# WHAT YOU NEED TO DO
Only the line containing "of the gray" and the lines after it, through the end of the data below, are to be returned, each exactly as it stands.

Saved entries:
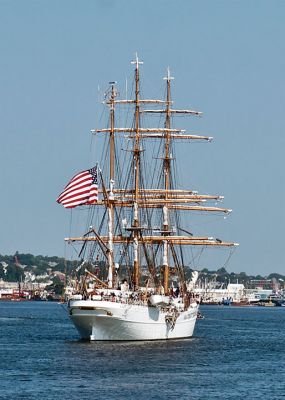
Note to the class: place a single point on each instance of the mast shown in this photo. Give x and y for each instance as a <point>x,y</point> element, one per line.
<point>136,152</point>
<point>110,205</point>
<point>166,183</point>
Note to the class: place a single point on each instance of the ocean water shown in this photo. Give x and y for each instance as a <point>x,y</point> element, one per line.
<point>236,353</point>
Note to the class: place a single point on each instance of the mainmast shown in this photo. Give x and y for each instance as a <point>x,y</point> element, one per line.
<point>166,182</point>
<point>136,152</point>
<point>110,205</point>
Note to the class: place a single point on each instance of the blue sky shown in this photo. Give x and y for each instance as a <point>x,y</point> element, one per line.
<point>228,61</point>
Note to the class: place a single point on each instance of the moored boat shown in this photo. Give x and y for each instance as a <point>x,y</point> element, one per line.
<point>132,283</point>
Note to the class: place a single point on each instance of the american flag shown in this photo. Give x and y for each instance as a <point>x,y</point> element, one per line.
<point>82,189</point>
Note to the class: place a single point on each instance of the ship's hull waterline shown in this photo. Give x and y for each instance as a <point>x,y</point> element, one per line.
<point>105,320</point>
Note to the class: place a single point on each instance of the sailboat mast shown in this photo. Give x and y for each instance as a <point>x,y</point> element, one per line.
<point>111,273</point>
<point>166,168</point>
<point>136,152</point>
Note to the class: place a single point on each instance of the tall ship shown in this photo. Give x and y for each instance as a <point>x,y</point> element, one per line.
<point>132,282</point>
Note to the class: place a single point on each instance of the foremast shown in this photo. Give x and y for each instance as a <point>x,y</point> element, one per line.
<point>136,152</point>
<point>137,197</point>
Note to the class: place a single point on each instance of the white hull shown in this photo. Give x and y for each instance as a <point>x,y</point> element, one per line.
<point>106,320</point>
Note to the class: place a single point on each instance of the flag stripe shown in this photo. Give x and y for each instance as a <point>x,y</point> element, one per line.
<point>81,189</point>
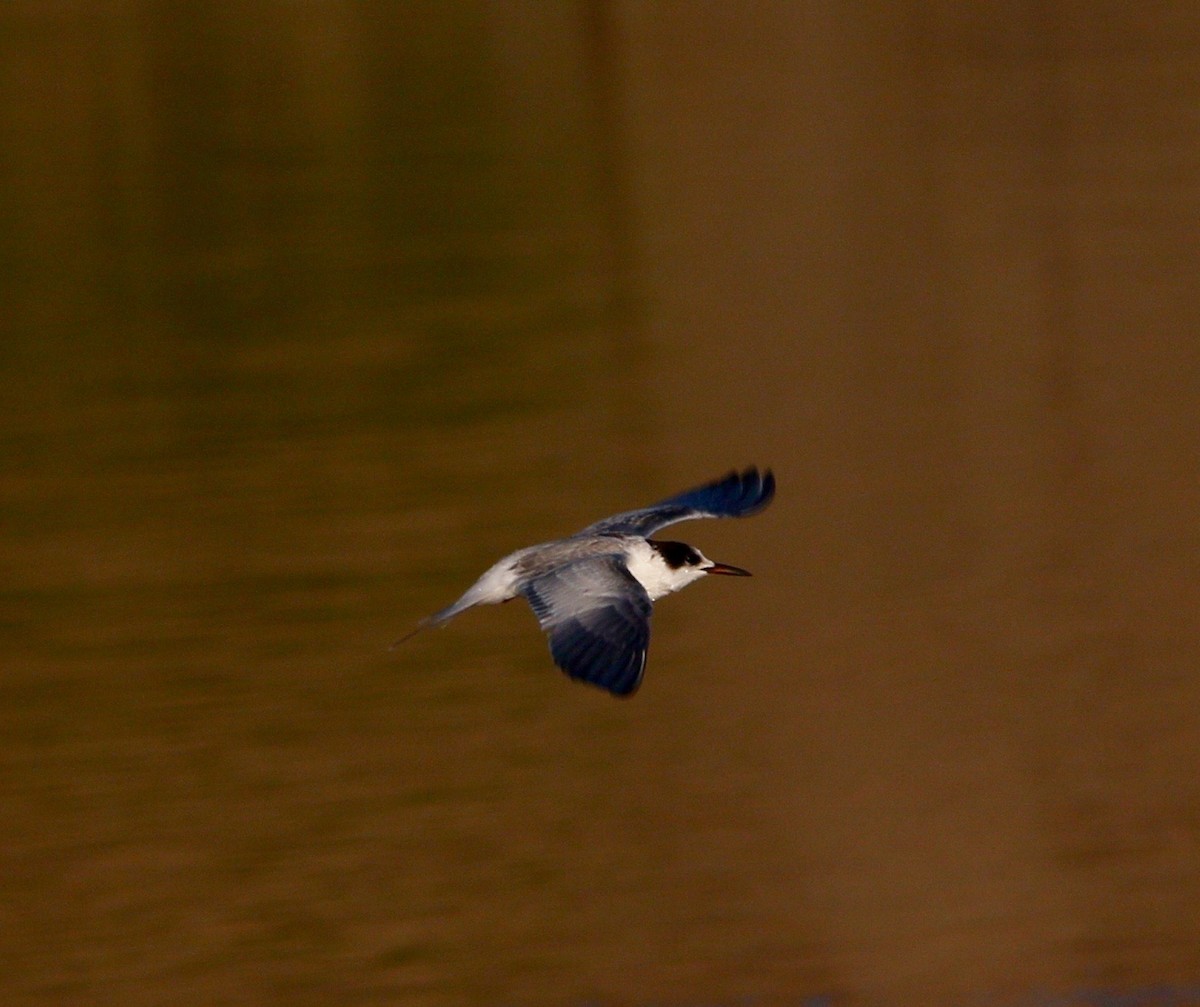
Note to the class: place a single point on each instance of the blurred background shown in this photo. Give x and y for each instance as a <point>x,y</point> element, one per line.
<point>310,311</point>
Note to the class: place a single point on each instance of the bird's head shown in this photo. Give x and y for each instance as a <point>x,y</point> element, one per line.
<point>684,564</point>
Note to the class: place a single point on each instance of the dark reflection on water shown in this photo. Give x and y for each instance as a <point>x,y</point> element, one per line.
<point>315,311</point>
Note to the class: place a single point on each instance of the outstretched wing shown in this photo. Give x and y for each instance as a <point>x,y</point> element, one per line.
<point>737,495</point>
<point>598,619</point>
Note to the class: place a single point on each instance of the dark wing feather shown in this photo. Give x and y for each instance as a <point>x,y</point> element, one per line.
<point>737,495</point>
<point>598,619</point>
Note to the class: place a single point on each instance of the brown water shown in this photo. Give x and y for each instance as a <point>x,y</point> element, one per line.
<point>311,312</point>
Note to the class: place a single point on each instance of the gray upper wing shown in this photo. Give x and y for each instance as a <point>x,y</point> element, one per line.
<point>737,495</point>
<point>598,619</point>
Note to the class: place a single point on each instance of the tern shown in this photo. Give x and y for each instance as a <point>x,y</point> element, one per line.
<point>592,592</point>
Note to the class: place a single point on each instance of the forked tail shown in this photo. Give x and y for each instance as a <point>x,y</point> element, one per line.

# RESULT OF THIS EXERCISE
Note to the class: place a single point on each instance of the gray upper wing shown in this photo. Give x and y for each instance as a <point>x,y</point> element, one per line.
<point>737,495</point>
<point>598,619</point>
Note to the class: place a single point on each instance of the tern shown in this photo. Give x and y for each instance as a <point>x,y</point> element, one per line.
<point>592,592</point>
Note to the class: place a single point on each instance of the forked tail shown in this photo. Give x and y for each instance as a <point>x,y</point> element, one per line.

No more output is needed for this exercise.